So, you might be wondering what my students have been up during ILT. Here’s a short selection of some of their self-chosen and self-directed activities.

  • Learning how to write in cursive
  • Learning multiplication
  • Exploring how different types of paper and folding lead to different results in paper airplanes
  • Creating a book about recycling
  • Using pattern blocks to create mandalas and to try to build multi-story structures
  • Using Toontastic (an app) to create their own animated stories
  • Exploring natural objects collected during our afternoon walks
  • Working on reading books of their choice
  • Asking to spend more time working on projects from other parts of our day(!)

As you can see, my kids aren’t just “playing” and pretending that it’s learning; they are stretching their minds in significant ways, all on their own.

My hope is that the sense of wonder surrounding ILT will translate to their time at home. If students learn the skills of managing their own learning at school, they will be much better equipped to create their own learning experiences at home. My vision as a teacher has always been to cultivate students who are curious, self-directed learners; ILT time is one of the most significant (and initially scary!) steps that I’ve taken toward making that vision a reality.

MATERIALS PROVIDED:
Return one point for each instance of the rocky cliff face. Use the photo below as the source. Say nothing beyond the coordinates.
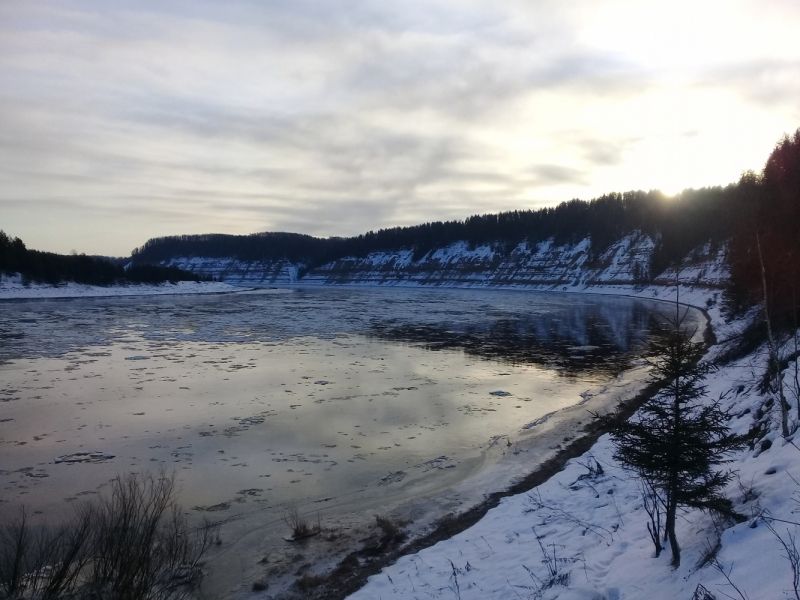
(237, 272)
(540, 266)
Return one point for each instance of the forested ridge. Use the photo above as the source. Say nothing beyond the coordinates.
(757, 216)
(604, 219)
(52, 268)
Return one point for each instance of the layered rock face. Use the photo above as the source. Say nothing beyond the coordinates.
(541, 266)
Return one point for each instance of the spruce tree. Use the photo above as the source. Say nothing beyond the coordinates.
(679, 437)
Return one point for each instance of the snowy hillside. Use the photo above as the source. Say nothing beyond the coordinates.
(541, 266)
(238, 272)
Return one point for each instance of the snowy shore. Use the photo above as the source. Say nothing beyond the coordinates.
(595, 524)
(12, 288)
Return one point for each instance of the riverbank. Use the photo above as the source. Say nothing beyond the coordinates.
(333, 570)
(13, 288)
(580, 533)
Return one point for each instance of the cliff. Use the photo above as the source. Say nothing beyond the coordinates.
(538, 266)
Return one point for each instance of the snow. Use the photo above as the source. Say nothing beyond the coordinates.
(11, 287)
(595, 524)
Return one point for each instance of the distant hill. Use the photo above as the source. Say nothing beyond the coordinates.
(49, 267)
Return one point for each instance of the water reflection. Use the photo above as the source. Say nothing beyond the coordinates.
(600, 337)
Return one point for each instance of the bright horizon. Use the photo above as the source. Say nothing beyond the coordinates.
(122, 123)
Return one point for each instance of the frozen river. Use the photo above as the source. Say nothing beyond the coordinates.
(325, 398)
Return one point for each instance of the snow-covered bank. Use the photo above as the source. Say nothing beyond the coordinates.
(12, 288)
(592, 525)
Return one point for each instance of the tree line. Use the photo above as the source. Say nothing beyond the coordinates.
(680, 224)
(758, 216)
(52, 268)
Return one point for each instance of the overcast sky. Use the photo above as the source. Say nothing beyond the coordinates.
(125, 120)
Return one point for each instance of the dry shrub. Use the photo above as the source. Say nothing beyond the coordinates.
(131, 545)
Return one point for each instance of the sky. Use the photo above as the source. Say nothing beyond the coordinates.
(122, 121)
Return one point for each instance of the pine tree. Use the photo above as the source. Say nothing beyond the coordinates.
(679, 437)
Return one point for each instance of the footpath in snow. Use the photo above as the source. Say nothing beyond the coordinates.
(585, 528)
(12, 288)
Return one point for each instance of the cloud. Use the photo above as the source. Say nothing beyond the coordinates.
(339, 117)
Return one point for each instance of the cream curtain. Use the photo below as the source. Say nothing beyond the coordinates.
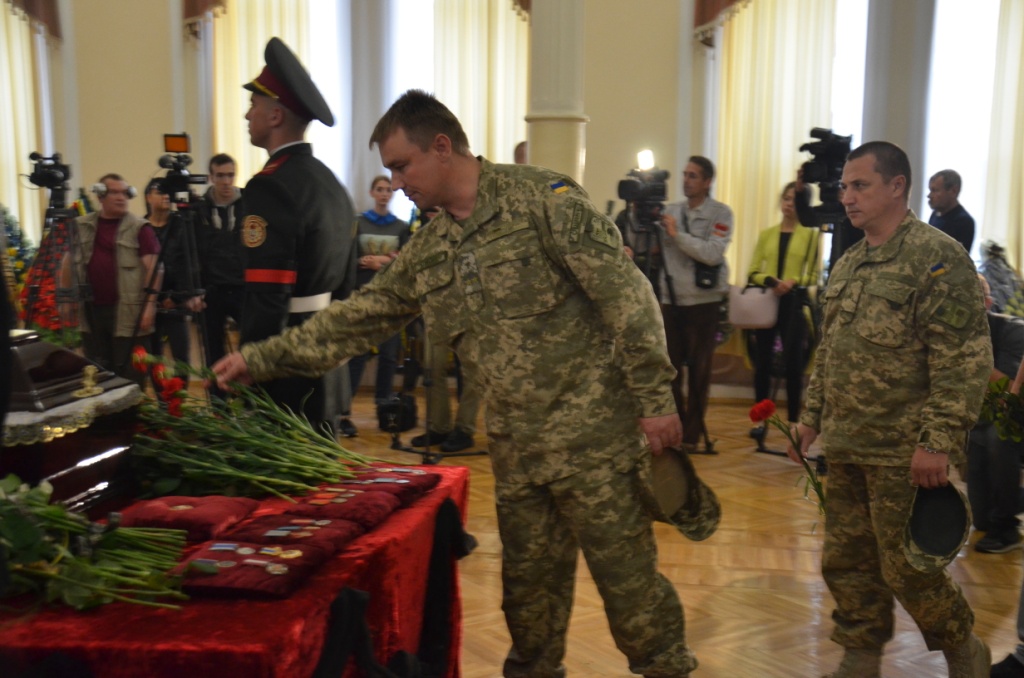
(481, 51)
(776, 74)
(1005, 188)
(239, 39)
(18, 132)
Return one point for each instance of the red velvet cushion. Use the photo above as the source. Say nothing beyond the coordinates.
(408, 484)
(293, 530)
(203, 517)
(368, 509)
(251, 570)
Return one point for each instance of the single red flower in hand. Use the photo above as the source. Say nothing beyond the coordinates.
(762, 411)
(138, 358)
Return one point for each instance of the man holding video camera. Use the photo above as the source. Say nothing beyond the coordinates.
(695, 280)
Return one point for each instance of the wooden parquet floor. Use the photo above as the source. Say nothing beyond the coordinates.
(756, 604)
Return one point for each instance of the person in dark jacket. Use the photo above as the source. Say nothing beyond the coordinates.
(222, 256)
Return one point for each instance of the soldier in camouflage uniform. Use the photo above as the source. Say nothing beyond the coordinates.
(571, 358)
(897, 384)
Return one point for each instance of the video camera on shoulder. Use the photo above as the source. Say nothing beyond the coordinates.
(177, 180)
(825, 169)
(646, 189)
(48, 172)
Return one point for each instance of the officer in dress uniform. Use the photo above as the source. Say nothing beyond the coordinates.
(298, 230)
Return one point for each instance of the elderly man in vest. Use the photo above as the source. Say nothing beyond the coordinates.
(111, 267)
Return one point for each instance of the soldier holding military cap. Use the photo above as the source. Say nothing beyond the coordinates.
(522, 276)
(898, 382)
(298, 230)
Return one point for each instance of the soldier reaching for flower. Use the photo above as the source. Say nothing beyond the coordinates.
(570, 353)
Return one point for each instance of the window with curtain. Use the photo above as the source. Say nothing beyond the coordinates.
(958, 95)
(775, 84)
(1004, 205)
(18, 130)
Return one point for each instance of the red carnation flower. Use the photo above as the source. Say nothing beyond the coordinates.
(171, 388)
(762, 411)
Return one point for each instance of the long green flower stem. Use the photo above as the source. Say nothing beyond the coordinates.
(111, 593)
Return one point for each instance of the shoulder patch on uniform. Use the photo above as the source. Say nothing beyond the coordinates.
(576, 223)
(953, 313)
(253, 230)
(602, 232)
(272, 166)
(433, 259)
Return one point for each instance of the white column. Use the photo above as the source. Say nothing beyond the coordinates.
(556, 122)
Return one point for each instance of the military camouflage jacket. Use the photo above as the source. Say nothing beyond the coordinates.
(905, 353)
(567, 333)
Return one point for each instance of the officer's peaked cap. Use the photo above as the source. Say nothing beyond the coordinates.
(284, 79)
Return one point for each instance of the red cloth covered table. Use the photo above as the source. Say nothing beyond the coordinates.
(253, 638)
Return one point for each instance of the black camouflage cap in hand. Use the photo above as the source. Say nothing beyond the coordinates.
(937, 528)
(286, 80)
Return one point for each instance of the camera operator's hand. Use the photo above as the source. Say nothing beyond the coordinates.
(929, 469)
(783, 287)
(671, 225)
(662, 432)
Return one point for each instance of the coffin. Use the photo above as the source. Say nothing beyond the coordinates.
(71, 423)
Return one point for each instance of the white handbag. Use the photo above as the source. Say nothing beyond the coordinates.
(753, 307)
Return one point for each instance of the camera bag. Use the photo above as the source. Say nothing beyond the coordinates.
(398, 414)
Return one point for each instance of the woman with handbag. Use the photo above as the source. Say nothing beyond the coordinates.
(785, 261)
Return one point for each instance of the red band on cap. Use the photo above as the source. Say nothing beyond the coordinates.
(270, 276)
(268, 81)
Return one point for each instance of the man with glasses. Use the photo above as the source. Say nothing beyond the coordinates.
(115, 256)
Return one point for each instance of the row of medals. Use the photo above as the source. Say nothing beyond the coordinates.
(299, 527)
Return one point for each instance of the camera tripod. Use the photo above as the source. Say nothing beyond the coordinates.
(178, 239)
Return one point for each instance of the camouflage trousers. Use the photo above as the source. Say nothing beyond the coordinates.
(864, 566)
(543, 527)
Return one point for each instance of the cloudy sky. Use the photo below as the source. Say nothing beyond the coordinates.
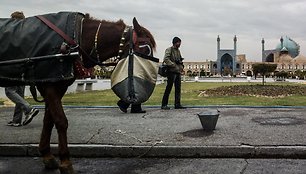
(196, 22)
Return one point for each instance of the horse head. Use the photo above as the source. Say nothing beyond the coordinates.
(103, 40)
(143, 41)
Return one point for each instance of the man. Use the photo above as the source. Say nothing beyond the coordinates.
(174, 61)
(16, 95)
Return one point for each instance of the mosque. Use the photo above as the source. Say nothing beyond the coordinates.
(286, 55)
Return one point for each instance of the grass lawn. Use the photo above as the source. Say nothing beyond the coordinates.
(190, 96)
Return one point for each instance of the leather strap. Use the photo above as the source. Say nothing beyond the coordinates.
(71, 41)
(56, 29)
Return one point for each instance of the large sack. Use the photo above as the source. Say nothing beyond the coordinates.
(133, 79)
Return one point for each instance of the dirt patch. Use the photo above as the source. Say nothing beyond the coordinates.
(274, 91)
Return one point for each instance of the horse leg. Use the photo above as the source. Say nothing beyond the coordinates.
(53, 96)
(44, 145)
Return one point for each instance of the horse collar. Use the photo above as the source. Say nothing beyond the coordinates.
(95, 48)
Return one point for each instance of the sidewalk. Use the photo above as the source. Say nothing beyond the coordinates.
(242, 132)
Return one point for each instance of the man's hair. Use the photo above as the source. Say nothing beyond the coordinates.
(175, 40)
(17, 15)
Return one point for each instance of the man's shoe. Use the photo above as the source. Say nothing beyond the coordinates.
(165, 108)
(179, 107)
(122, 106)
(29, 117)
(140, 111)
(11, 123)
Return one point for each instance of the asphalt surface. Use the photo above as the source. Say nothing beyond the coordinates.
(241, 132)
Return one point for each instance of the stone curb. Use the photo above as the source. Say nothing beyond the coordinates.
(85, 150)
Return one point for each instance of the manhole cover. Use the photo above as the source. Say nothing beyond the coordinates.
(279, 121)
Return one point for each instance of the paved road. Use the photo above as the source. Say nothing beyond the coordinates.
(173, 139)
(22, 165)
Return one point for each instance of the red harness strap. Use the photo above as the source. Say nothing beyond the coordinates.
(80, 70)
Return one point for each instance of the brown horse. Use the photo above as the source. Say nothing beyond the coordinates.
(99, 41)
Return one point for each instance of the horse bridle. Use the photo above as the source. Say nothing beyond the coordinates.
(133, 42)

WHAT THIS EXERCISE ASKS:
**1)** Report every row above that contains the string "patch", copying each such row in full.
**2)** Pick up the classroom piece about the students' ILT activities after its last sentence and continue it.

RESULTS FOR THE EXERCISE:
**1)**
Return one point for each instance of the shoulder patch on uniform. Use the photo above as the source. Say nothing beyond the coordinates.
Return one point for each instance of the dirt patch. Use the photo above as the source. Say nothing beyond the coordinates.

**2)**
The Simple Move That Has Transformed Classroom Afternoons

My kids, probably like all students, have times when transitions are smooth, simple, and stress-free and times when transitions can be slippery and stressful. This year, my students had been struggling with the transition back to the classroom after their time at “specials” — PE, art, music, etc. When my students return to the classroom after their specials, we still have almost two hours of learning time. But, day after day, regardless of the transition strategies I was trying, we were losing time getting back into learning activities. Not only that, but their focus flagged for the remainder of the afternoon, leading to a lot of (unnecessary) redirection and frustration on my part.

With spring finally beginning to show itself here in New England, I decided to try a new strategy for navigating this difficult time of the day for my students. I’ve long wanted to incorporate more physical activity in my day, but struggled to find times to fit it in without carving into time I hold sacred for other activities. Thus, a time when we were losing time anyway became a logical place to try out a few minutes of physical activity.

So, for the past two weeks, I’ve been experimenting with having my students return to the room after specials and quickly collect their coats. Once everyone is dressed, I’ve been taking my students on 5-12 minute walks around the schoolyard and parking lot (and, around the school building itself during subzero March weather and inclement weather…).

The changes in my students at this time have been remarkable. Now they rush eagerly back to the classroom, rather than dragging their feet down the hall. They also challenge each other to get ready as quickly as possible, as they know that maximizes the time that we have for our walks. Once we get outside, their joy is palpable — they can be noisy and move their bodies freely, they can chat with a neighbor and splash in a puddle. While our walks have been limited thus far to blacktop due to especially soggy conditions as the snow finally begins to recede, as things dry up, I’m looking forward to being able to bring them onto the wooded trails behind our school, exposing them to incidental learning along the way.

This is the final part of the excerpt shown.